- [Task item] Produce the same data once more, line for line.

- [Material for this exercise]
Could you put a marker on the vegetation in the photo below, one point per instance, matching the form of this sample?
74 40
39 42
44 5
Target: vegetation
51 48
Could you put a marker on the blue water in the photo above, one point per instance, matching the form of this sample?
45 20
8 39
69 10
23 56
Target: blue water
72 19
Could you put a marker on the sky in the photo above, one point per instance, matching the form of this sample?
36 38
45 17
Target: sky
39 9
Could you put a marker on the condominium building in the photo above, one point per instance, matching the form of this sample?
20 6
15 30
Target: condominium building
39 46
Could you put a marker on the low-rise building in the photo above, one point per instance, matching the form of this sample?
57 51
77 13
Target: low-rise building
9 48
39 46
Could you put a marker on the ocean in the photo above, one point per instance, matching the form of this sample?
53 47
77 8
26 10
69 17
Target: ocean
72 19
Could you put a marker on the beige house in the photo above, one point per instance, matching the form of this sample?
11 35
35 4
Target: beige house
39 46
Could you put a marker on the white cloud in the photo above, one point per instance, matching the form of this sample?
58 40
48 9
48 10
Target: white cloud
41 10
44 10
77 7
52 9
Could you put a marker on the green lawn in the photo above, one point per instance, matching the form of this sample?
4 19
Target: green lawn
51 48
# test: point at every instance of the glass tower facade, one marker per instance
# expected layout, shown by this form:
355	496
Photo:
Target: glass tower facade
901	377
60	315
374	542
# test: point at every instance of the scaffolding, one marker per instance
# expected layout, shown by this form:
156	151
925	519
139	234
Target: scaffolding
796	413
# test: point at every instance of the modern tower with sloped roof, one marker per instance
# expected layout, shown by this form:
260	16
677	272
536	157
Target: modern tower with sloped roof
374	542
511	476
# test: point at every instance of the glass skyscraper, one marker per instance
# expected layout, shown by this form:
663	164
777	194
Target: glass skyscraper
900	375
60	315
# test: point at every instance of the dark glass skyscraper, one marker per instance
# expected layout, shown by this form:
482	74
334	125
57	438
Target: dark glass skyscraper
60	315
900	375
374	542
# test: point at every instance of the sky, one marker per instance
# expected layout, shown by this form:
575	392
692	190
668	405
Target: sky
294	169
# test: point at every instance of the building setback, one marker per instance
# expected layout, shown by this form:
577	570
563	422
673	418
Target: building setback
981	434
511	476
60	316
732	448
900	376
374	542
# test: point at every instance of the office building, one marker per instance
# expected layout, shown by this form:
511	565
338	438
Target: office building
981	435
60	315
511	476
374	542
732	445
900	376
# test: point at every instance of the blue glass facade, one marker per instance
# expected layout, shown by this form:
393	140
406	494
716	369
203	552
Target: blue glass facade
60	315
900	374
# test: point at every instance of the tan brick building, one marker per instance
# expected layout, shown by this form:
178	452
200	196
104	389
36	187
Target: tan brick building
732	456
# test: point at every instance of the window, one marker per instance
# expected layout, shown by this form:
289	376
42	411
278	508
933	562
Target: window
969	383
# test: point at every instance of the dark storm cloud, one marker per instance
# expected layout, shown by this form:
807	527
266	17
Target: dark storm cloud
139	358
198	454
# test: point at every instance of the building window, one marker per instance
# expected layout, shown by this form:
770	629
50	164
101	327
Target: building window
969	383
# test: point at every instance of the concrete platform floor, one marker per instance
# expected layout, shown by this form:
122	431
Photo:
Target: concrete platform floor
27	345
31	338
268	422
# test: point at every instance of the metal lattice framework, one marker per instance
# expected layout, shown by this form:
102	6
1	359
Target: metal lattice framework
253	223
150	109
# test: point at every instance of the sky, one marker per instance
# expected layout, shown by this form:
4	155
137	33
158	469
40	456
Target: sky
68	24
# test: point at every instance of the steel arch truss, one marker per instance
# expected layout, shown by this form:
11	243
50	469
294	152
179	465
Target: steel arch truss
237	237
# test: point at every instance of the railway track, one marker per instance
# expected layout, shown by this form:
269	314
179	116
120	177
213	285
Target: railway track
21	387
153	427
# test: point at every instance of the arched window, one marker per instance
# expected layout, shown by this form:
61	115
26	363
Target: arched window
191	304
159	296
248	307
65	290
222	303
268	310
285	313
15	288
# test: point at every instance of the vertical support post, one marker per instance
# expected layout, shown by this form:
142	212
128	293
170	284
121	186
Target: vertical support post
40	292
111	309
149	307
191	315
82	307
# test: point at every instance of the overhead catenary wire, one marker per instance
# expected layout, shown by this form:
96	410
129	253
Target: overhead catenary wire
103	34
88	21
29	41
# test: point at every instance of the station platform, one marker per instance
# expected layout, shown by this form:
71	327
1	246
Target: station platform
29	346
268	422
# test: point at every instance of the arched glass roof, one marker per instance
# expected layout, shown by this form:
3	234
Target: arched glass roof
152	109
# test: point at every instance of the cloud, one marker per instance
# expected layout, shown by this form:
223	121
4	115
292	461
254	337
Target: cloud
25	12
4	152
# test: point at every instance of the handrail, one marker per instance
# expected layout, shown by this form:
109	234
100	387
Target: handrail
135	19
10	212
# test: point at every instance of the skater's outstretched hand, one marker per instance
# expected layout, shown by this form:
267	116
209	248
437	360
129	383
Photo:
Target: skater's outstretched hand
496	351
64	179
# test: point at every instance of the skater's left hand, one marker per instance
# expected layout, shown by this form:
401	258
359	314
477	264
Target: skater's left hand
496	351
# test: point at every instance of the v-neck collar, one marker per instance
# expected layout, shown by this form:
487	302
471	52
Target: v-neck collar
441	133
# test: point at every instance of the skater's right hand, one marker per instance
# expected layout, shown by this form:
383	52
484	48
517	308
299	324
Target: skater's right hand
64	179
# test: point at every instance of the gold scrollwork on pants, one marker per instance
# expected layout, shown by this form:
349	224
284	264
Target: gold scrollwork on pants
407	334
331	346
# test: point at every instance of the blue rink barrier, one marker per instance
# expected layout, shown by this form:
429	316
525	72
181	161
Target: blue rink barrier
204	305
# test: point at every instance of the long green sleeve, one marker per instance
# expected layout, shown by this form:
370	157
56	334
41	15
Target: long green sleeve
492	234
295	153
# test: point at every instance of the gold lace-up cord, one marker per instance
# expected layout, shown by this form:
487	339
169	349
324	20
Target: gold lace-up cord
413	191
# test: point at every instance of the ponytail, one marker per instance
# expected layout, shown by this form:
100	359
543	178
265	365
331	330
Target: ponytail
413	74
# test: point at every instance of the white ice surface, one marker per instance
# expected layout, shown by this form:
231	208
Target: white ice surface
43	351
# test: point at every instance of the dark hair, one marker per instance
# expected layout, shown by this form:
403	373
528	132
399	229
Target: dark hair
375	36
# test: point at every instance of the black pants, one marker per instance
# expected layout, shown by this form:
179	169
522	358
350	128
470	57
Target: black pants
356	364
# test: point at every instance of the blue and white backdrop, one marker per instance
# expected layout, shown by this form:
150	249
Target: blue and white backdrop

- [Solution to this problem]
Could you put a marker on the vegetation in the photo below, one point per instance, matching the form of this sample?
74 40
39 42
44 5
Target: vegetation
51 48
Could you put a marker on the blue water in the photo above, one point per instance, matching the form of this sample?
45 20
8 39
69 10
23 56
Target: blue water
72 19
Could you put a marker on the sky in the photo above, one point per instance, matching the form of this sample?
36 38
45 17
Target: sky
39 9
Could you put a marker on the condominium building in the photo above, one point per instance, matching the form of this sample?
20 6
15 30
Target: condominium building
39 46
Could you put a marker on the low-rise building in the photo above, one point per instance, matching the form of this sample?
57 51
77 13
Target: low-rise building
9 48
39 46
Could you put a marker on the ocean in the photo above, one point per instance, matching the form of this sample?
53 47
77 8
26 10
69 17
Target: ocean
72 19
Could you put a marker on the beige house in the photo above, one point per instance, matching the form of this sample?
11 35
35 4
Target: beige house
39 46
Could you put a marker on the white cloud in the photo above, one point per instance, matching the form of this sample?
58 40
48 9
48 10
Target: white cloud
41 10
44 10
77 7
52 9
Could you put a marker on the green lawn in the photo above, one point per instance, matching the form of this sample?
4 19
Target: green lawn
51 48
# test: point at every instance of the glass tower facade, one marker per instance
# expected layout, shown by this form:
355	496
Photo:
Target: glass tower facade
901	377
60	315
374	542
# test: point at every instance of the scaffolding, one marker per instance
# expected layout, shown by this form:
156	151
925	519
139	234
Target: scaffolding
796	413
# test: point at every instance of the modern tower with sloped roof, one marker per instance
# expected layout, shown by this form:
260	16
677	272
536	157
Target: modern tower with sloped roof
374	542
511	476
# test: point at every instance of the glass skyscraper, one marker per instance
# expected layout, shown by this form:
663	164
777	194
Target: glass skyscraper
900	375
60	315
# test: point at every instance of the dark glass skyscraper, one marker per instance
# expected layout, shown by this form:
482	74
334	125
57	438
Target: dark glass skyscraper
60	315
900	375
374	542
# test: point at every instance of the sky, one marker per instance
# expected layout, shown by this form:
575	392
692	190
668	405
Target: sky
294	169
# test: point at every instance of the building setback, one marker per instance
# expected layout, shown by this form:
577	570
563	422
673	418
Target: building setback
981	434
511	476
60	316
732	448
900	376
374	542
# test: point at every instance of the office building, one marker per instance
# expected layout, shown by this form:
511	565
338	438
Target: office building
981	435
60	315
511	476
374	542
732	445
900	376
# test: point at every instance of the blue glass facade, one marker per instance
# expected layout, shown by this form:
393	140
406	494
716	369
203	552
Target: blue glass facade
60	315
900	374
# test: point at every instance of the tan brick building, one marker per instance
# expected layout, shown by this form:
178	452
200	196
104	389
36	187
Target: tan brick building
732	456
# test: point at every instance of the window, one marker per instance
# expected layout, shown by this form:
289	376
42	411
278	508
933	562
Target: window
969	383
# test: point at every instance of the dark storm cloud, one marker per instance
# expected layout, shown by this form:
807	527
266	17
Target: dark storm cloud
139	358
198	454
# test: point at every instance of the building window, one marker per instance
# expected layout, shown by this form:
770	629
50	164
101	327
Target: building window
969	383
# test: point at every instance of the concrete platform floor, one marker per instance
# expected layout, shown by this form:
122	431
Photo:
Target: concrete platform floor
27	345
31	338
268	422
# test: point at every instance of the metal lattice framework, one marker per instance
# expected layout, shown by this form:
102	6
1	359
Target: metal lattice framework
253	223
150	109
# test: point at every instance of the sky, one marker per instance
# expected layout, shown by this form:
4	155
137	33
158	469
40	456
Target: sky
68	24
# test: point at every instance of the steel arch truss, one marker per instance
# expected layout, shown by this form:
11	243
50	469
294	152
179	465
Target: steel arch truss
237	237
# test: point at every instance of the railway track, one marker per instance
# expected layout, shown by this form:
269	314
179	116
120	177
213	285
Target: railway track
21	387
153	427
# test: point at every instance of the arched window, one marker per instance
# expected layout, shown by this form:
61	115
26	363
Target: arched window
191	304
159	296
248	307
65	290
222	303
268	310
285	313
15	288
# test: point at every instance of the vertical support post, one marker per instance
# expected layout, shown by this form:
142	212
128	293
170	284
121	186
Target: vertical support post
40	292
111	309
149	307
191	315
82	307
# test: point at every instance of the overhead catenary wire, one marker per instance
# expected layout, shown by this form:
96	410
129	253
Target: overhead catenary wire
103	34
88	21
29	41
# test: point at every instance of the station platform, one marker per instance
# expected layout, shown by this form:
71	327
1	246
Target: station platform
29	346
268	422
# test: point at every instance of the arched glass roof, one marker per instance
# expected layout, shown by this form:
3	234
Target: arched glass roof
152	109
# test: point at every instance of the cloud, one marker per instance
# expected layout, shown by this form:
223	121
4	115
292	461
254	337
Target: cloud
25	12
4	152
# test: point at every instance of the handrail, one marker per instance
# expected layout, shown by this form:
109	234
100	387
Target: handrail
135	19
10	212
# test: point at every instance of the skater's outstretched hand, one marker per instance
# expected layout, shown by this form:
267	116
209	248
437	360
129	383
Photo:
Target: skater's outstretched hand
496	351
64	179
# test: point at every instance of the skater's left hand, one marker per instance
# expected layout, shown by this form:
401	258
359	314
477	264
Target: skater's left hand
496	351
# test: point at every instance of the v-neck collar, one marker per instance
# expected layout, shown by this form:
487	302
471	52
Target: v-neck collar
441	133
# test: point at every instance of the skater's right hand, one marker per instance
# expected layout, shown by this form:
383	52
484	48
517	308
299	324
Target: skater's right hand
64	179
# test: point at every instance of the gold scrollwork on pants, one marker per instance
# expected layout, shown by this form:
349	224
284	264
Target: gold scrollwork on pants
407	334
331	346
# test: point at every instance of the blue rink barrier, one marker per instance
# expected layout, shown by this form:
429	316
525	72
181	161
Target: blue rink barrier
204	305
# test: point at every instance of the long green sleeve, one marker per instance
# expected layout, shown by this form:
370	157
56	334
41	15
Target: long green sleeve
492	234
295	153
# test: point at every instance of the gold lace-up cord, one marker per instance
# expected layout, shown by this form:
487	339
169	349
324	20
Target: gold lace-up cord
413	191
# test: point at every instance of the ponytail, one marker per instance
# expected layout, shown by this form:
100	359
543	178
265	365
331	330
Target: ponytail
413	74
# test: point at every instance of the white ice surface, one marker per instance
# expected layout, shown by this form:
231	208
Target: white ice surface
43	351
# test: point at every instance of the dark hair, one marker per instance
# expected layout, shown by this form:
403	373
528	132
399	229
Target: dark hair
375	36
# test: point at every instance of the black pants, one marker per instance
# expected layout, shown by this form:
179	169
522	358
350	128
470	57
Target: black pants
356	364
# test: point at every instance of the blue and white backdrop, one marker per instance
# expected layout, shown by this form:
150	249
Target: blue and white backdrop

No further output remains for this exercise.